Only the lines from the one containing "Would you be able to mark the bicycle pedal" to the end of the entries should be written out, each exactly as it stands, both ends included.

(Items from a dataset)
* * * * * * *

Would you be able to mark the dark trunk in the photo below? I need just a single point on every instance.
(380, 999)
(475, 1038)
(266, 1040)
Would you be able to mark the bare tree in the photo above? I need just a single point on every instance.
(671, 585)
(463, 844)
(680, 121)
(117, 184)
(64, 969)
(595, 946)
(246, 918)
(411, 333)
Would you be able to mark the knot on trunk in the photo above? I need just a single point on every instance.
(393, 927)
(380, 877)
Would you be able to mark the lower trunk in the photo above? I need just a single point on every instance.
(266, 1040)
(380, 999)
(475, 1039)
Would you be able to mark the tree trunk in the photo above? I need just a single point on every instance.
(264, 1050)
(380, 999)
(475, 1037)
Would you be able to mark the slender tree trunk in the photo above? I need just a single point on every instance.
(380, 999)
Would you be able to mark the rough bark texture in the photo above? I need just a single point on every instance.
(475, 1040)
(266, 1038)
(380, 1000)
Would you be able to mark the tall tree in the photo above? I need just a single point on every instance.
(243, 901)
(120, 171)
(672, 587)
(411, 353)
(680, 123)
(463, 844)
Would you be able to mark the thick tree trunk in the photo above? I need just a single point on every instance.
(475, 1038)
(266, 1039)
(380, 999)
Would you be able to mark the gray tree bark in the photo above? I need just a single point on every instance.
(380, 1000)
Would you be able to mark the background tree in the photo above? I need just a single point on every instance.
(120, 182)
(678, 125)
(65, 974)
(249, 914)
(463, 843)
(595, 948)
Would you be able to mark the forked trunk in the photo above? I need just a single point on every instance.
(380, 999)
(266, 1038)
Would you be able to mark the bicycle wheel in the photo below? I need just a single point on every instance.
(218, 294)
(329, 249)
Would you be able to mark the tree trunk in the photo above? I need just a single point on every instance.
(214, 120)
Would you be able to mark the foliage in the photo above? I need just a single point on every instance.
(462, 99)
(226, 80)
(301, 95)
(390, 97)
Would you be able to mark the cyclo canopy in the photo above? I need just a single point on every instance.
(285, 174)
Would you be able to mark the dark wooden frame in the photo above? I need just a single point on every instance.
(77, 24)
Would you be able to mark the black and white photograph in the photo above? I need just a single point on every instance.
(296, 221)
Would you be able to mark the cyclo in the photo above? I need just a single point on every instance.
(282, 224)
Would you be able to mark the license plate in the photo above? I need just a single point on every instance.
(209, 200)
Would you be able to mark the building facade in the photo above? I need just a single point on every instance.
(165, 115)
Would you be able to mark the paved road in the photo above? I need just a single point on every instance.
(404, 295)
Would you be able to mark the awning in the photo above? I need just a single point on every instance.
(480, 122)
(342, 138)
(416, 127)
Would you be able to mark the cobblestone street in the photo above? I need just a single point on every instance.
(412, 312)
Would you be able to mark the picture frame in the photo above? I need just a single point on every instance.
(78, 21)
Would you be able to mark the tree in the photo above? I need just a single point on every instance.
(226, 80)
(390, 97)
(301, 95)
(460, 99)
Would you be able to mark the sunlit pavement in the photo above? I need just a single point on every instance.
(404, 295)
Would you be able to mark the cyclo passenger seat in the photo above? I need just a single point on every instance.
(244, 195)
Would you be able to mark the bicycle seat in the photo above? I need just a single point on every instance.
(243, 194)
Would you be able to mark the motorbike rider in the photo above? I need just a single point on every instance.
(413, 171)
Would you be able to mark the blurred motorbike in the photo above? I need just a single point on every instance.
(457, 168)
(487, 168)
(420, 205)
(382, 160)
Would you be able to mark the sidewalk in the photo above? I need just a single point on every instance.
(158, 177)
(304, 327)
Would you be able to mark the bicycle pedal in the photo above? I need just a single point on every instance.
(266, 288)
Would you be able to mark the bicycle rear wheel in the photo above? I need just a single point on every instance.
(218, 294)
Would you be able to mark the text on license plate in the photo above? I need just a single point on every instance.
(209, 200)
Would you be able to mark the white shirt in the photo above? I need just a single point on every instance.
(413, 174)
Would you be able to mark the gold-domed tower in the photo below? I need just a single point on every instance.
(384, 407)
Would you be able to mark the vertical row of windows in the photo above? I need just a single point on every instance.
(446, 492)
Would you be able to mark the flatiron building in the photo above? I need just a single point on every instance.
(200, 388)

* * * * * * *

Solution:
Would you be able to mark the bicycle pedal in the photo above? I need just a single point on every instance.
(266, 288)
Would you be able to mark the bicycle rear wheel in the photo above? I need just a single point on every instance.
(218, 294)
Would you be able to mark the text on license plate in the photo above? I need just a single point on every instance.
(209, 200)
Would you be able to mark the white shirt in the photo above? I need just a single point on every instance.
(413, 174)
Would you be able to mark the gold-domed tower in the photo below? I need just a single point on every instance.
(384, 407)
Would you be able to mark the vertical row of windows in the photo above? I need just a single point on every instance.
(446, 492)
Would you be able to mark the flatiron building in the photo above? I need just a single point on every instance.
(200, 388)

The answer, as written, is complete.